▶ _TASK INPUTS_
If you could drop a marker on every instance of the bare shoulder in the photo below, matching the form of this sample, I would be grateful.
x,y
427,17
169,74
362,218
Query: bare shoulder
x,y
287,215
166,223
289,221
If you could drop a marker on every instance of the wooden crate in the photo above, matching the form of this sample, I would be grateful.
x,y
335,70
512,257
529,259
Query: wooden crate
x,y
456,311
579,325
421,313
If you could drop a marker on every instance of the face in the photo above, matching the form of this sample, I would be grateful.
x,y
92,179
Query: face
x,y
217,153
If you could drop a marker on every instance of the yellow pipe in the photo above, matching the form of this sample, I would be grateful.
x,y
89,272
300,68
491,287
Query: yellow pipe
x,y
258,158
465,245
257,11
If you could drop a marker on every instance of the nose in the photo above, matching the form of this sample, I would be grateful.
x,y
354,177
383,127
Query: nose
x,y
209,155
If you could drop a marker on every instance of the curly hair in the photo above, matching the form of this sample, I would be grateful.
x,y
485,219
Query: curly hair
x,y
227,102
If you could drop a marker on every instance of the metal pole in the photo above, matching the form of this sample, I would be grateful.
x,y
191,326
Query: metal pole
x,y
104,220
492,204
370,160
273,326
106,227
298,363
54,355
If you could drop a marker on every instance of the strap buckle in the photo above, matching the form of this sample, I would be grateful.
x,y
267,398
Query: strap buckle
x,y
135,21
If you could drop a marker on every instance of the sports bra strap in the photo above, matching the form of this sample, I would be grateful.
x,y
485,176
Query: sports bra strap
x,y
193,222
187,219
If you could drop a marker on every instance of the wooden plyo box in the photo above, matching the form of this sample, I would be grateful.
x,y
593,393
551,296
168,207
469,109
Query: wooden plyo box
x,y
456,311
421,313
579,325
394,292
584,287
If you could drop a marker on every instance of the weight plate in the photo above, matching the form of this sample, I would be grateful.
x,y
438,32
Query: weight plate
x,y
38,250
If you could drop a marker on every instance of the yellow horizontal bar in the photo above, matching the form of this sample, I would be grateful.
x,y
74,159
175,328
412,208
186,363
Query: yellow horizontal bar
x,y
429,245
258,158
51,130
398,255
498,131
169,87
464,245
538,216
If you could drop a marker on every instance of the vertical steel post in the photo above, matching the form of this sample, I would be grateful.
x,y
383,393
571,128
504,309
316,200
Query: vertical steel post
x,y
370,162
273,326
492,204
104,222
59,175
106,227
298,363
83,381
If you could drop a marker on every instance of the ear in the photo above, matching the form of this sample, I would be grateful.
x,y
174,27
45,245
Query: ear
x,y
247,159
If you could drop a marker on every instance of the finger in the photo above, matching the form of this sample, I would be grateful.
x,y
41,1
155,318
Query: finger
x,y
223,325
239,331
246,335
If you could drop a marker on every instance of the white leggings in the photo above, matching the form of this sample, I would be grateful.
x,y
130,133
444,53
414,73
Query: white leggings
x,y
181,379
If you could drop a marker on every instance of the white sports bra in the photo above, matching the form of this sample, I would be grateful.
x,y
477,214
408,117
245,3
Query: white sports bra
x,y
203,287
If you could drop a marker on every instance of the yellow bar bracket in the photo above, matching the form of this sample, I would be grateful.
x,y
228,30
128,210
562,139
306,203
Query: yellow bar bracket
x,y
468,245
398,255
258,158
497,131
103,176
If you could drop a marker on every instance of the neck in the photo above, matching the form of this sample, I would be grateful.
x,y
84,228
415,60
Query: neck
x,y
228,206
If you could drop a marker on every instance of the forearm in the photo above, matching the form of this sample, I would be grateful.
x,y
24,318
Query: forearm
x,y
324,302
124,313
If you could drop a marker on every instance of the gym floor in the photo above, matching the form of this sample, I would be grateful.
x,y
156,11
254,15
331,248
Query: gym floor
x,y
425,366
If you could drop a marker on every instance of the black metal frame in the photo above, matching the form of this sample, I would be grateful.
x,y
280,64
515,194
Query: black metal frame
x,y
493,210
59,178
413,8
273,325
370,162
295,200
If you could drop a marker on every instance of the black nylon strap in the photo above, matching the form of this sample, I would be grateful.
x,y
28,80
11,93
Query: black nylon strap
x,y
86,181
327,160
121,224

▶ _TRY IT_
Every line of the listing is to be returned exactly as given.

▶ _ANSWER TO THE PROBLEM_
If you could drop a marker on every instance of the bare shoulder in the photo below, matching the form of this sample, I would be grateful.
x,y
427,17
169,74
362,218
Query: bare shoulder
x,y
287,215
166,223
289,221
If you could drop a marker on every instance of the wooden crate in the photo above, matching the form of this sample, I would be grateful.
x,y
335,70
512,257
529,259
Query: wooden crate
x,y
456,311
579,325
421,313
If you could drop a marker on every instance of the face in the photo above, matching the form of this sample, I would be grateful.
x,y
92,179
Query: face
x,y
217,153
If you could drop a marker on every instance of the yellow pipe in the photo above, matching the form of this sample, I would be grateful.
x,y
89,272
300,68
491,287
Query: yellow pipe
x,y
258,158
465,245
257,11
If you could drop a marker on every instance of the nose in the photo above, matching the form of this sample, I would be grateful.
x,y
354,177
383,127
Query: nose
x,y
209,155
If you could drop a marker on every instance of the curly hair in the photo above, matching the form of this sample, I would be grateful.
x,y
485,219
Query: curly hair
x,y
227,102
If you could drop a marker on every instance of the metal pole in the photo above, matching the form of this sample, I would be grateful.
x,y
191,326
Query: metal pole
x,y
104,220
492,204
370,160
273,326
106,227
298,363
54,355
If you could drop a marker on every instance of the strap buckle in the photo above, matching the form of this sample, I would be grateful.
x,y
267,398
Query: strap buckle
x,y
135,21
If you could drop a marker on every instance of the sports bra strap in the photo above, matching the form of this sample, I would be grateful.
x,y
485,176
Query: sports bra strap
x,y
193,222
187,219
If you could drop a marker on every instance of the wooden plyo box in the photo above, matching the form of this sample, I would be grateful.
x,y
593,393
551,296
168,207
469,109
Query: wooden plyo box
x,y
456,311
421,313
579,325
394,292
584,287
If you could drop a marker on every instance of the weight plate in the photo above, matching the form of this sample, I would be grateful.
x,y
438,32
Query: weight plate
x,y
38,250
If you could drop a marker on every instance of the yellow horizontal bar in the photo above, matching the form of this sample, I would be grateful.
x,y
74,159
175,328
412,208
186,363
Query: yellow horizontal bar
x,y
429,245
258,158
51,130
398,255
498,131
169,87
464,245
538,216
If you could drop a marker on every instance of the vertical steel post in the photo above, matching the form of this sample, I would be grateful.
x,y
383,393
571,128
504,309
316,200
Query: vertical steel post
x,y
370,162
273,326
492,204
104,222
59,175
106,227
298,363
83,381
If you could drop a marker on every instance of the ear in the photo above, matching the form of this sample, I would be grateful.
x,y
174,27
45,245
Query: ear
x,y
247,159
If you could drop a marker on every instance of the finger in the photo above, matching the form of this sample, I would be grateful.
x,y
41,1
155,318
Query: finger
x,y
223,325
239,331
246,335
If you could drop a marker on every instance of the white leggings in the photo above, matching the form of this sample, I would be grateful.
x,y
130,133
444,53
414,73
Query: white leggings
x,y
181,379
If you could drop a marker on every instance of the white sports bra in the photo above, matching the form of this sample, I would be grateful.
x,y
477,214
408,117
245,3
Query: white sports bra
x,y
203,287
If you could drop a marker on every instance of the yellow bar bracket in the photo above, matching the form of this sample, I would be grateful.
x,y
228,30
128,210
562,139
306,203
Query: yellow bar bracket
x,y
468,245
398,255
258,158
497,131
103,176
If you could drop a marker on every instance of the neck in the photo above, matching the form of this sample, I would be grateful.
x,y
84,228
415,60
Query: neck
x,y
228,206
If you could drop a marker on every instance of the forearm in the photo above, matching the form of this sample, I would be grateful.
x,y
24,318
Query: forearm
x,y
324,302
124,313
If you could drop a marker on every instance of the gym floor in the photo above, matching the form of this sample, I would be grateful.
x,y
156,11
254,15
331,248
Query: gym floor
x,y
425,366
If you could drop a marker on every instance of the black metal frame in the photo above, matching the form of this sample, I would be grateful.
x,y
280,64
515,194
Query: black metal frame
x,y
493,210
59,178
413,8
273,325
370,162
295,200
If you could drop a marker on every instance of the black nylon strap in the photo above, matching the form of this sample, I would be grateful.
x,y
28,80
11,93
Query: black nylon strap
x,y
86,181
327,160
121,224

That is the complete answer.